* _WORK TO COMPLETE_: This exercise calls for the listing to be set down exactly.

────────

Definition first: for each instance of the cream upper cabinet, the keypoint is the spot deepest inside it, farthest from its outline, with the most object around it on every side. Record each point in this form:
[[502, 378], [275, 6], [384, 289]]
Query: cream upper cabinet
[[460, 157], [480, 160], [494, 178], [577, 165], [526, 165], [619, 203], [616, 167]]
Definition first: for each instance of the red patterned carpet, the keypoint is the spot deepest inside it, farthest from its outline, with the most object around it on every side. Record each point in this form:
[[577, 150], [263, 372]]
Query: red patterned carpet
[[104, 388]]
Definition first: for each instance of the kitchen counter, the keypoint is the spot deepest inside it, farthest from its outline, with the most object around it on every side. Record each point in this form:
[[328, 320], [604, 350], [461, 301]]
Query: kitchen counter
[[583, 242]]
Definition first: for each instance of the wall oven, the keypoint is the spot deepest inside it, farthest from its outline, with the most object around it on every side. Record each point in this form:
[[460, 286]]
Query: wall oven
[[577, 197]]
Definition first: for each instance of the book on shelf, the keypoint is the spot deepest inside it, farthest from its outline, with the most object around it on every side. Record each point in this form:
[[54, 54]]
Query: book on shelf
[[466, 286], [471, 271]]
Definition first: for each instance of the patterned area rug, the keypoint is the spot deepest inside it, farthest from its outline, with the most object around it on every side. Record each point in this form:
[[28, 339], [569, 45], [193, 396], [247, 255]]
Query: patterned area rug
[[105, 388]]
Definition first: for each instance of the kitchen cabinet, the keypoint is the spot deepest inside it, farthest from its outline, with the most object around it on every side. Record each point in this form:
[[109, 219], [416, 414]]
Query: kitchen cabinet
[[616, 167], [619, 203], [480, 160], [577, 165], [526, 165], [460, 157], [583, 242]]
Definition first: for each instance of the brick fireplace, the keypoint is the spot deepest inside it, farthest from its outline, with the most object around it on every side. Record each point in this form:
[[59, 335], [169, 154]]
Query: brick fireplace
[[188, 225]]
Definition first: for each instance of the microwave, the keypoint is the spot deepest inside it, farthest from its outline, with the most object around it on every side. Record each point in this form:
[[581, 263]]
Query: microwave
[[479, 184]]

────────

* _EXERCISE SOLUTION_:
Definition first: for each instance of the cream upper cabinet, the keypoint is the spot deepest inside it, farthest from its outline, with the most object around it on every side. Record each point in this form:
[[502, 378], [275, 6], [384, 289]]
Query: cream upper cabinet
[[460, 157], [480, 160], [494, 178], [577, 165], [526, 165], [619, 203], [616, 167]]
Definition first: for each instance of the red patterned carpet, the keypoint is the spot deepest inside it, farthest from its outline, with the most object around it on every side. Record each point in this form:
[[577, 150], [263, 372]]
Query: red patterned carpet
[[104, 388]]
Definition first: for each instance of the kitchen counter, the keypoint is the spot deepest inside it, farthest from its outline, with the most object around it on every side. Record each point in this form:
[[328, 320], [604, 350], [461, 301]]
Query: kitchen counter
[[583, 242]]
Definition first: for each instance of the wall oven, the keypoint is the spot deepest inside it, farthest from its outline, with the most object around it on every side. Record each point in this form:
[[460, 286]]
Query: wall oven
[[577, 197]]
Definition first: for each instance of the book on shelf, the keypoint is the spot deepest inside it, farthest from its outline, with the most object around it on every side. Record each point in this form:
[[54, 54]]
Query: book on shelf
[[466, 286], [471, 271]]
Definition first: for each instance of the patterned area rug, the keypoint is the spot deepest inside it, farthest from its outline, with the most object around it on every side. Record each point in this form:
[[28, 339], [569, 45], [193, 396], [247, 255]]
Query: patterned area rug
[[105, 388]]
Definition first: for each instance of the kitchen cabinet, the keypoint is the spot deepest inside it, farthest from its outline, with the most object around it on every side. Record each point in this form:
[[109, 219], [416, 414]]
Query: kitchen cabinet
[[616, 167], [619, 203], [480, 160], [577, 165], [526, 165], [460, 157], [583, 242]]
Definition first: for each instance of the brick fireplace, the keypoint is the spot deepest inside it, farthest from its outline, with the most object around it on every side. Record each point in this form:
[[59, 335], [169, 154]]
Query: brick fireplace
[[188, 225]]
Definition first: for each instance of the microwave, the keypoint is the spot deepest inside it, farthest from its outline, with the most object around it on every side. Record each point in this form:
[[581, 263]]
Query: microwave
[[479, 184]]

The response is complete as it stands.